▶ Work item
Examine each line of the data. Copy those that contain the string "water".

▶ Records for this task
++++++++++

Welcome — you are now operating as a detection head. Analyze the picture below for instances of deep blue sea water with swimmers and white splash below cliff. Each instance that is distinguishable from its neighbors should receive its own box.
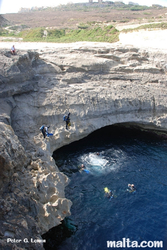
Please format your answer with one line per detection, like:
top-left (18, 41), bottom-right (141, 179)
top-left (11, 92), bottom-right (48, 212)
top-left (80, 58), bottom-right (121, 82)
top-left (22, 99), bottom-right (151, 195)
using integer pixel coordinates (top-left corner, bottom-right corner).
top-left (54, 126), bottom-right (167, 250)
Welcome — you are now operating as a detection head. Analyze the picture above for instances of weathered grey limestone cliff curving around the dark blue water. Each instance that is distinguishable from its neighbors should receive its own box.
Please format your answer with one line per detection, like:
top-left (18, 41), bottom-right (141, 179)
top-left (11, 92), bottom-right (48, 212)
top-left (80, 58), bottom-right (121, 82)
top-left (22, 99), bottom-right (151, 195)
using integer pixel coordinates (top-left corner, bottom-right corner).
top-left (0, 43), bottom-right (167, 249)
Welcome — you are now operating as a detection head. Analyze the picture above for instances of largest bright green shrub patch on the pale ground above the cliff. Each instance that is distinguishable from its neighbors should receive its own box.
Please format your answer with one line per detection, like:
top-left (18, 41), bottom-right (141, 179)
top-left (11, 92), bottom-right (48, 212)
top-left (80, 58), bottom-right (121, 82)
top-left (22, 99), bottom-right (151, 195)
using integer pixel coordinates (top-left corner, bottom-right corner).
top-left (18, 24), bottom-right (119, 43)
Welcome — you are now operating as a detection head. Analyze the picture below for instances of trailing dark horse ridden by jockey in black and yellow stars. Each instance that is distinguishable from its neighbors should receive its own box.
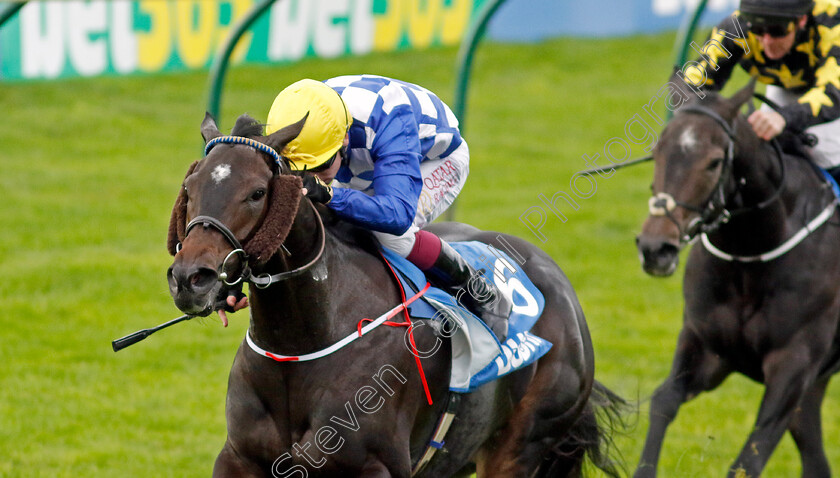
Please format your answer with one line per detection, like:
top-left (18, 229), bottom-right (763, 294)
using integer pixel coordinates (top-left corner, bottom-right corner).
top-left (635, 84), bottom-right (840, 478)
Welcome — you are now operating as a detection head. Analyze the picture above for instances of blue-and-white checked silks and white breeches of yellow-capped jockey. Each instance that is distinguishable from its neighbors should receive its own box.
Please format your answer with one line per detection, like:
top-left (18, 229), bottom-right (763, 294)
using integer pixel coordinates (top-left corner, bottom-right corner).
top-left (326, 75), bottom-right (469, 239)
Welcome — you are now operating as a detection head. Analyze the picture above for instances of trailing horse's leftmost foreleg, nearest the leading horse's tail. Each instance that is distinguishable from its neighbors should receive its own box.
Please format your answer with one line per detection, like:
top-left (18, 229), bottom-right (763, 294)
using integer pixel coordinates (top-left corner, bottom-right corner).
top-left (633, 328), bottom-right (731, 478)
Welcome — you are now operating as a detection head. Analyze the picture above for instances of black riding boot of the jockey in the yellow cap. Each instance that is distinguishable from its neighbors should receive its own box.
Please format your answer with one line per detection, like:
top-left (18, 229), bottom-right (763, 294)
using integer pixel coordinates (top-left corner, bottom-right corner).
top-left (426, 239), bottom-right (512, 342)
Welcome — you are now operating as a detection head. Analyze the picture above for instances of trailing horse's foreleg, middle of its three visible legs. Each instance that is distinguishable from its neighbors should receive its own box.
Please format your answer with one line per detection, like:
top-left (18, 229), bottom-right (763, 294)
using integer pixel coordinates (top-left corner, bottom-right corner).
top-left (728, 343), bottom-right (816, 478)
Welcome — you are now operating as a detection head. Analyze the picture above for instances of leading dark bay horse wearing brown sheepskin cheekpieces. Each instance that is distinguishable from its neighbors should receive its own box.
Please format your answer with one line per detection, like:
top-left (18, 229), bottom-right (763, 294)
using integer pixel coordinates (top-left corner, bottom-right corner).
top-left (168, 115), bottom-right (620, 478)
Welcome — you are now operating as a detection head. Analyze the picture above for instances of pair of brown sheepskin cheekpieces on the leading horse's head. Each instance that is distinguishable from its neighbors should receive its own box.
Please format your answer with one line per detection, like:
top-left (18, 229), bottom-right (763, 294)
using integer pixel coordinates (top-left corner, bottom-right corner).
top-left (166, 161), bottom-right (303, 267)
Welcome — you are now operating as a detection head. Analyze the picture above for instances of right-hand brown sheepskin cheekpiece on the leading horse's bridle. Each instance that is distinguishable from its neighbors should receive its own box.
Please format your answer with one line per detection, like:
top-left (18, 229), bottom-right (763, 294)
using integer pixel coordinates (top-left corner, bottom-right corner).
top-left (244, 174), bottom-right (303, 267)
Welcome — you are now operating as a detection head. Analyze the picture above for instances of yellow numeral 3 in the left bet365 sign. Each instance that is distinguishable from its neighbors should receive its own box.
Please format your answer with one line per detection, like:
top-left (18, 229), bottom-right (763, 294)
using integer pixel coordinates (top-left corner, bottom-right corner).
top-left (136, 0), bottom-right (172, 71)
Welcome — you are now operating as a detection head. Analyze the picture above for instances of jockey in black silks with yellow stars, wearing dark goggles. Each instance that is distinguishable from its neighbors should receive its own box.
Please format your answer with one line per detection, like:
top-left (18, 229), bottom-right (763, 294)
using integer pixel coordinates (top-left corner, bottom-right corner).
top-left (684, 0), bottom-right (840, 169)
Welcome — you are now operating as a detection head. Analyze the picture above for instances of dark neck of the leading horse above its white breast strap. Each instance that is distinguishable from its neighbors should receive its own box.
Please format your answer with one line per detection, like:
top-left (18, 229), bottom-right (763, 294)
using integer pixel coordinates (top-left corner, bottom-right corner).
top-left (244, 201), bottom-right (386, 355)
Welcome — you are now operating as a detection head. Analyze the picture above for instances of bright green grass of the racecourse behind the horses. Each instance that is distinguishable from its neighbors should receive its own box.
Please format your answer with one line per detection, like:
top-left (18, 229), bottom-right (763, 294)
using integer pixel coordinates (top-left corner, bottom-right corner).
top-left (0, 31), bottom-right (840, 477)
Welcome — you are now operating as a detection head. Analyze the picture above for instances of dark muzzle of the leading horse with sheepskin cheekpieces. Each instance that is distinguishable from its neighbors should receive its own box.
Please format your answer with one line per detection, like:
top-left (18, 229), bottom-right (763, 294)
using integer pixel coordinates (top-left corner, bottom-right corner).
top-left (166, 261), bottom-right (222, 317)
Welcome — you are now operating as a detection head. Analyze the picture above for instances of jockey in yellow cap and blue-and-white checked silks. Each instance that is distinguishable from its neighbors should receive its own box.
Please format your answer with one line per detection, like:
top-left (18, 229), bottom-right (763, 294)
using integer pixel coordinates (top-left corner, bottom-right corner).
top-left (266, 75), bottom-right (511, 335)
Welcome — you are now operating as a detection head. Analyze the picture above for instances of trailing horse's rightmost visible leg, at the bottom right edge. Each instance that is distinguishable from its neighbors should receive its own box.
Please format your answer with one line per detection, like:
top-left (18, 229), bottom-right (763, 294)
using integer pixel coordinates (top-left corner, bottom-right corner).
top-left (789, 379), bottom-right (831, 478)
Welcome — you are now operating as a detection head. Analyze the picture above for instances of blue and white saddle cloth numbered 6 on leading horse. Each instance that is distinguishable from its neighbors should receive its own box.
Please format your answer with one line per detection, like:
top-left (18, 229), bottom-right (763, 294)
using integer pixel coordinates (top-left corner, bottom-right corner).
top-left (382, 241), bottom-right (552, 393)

++++++++++

▶ Finished exercise
Welcome — you are now operating as a detection head. Analyze the picture below for instances of deep blue sea water with swimmers and white splash below cliff. Each instance that is distinguishable from its neighbors should receive its own box.
Welcome — you are now operating as a detection head. Analyze the picture above for instances of weathered grey limestone cliff curving around the dark blue water. Each instance that is distinguishable from its neighbors should receive its own box.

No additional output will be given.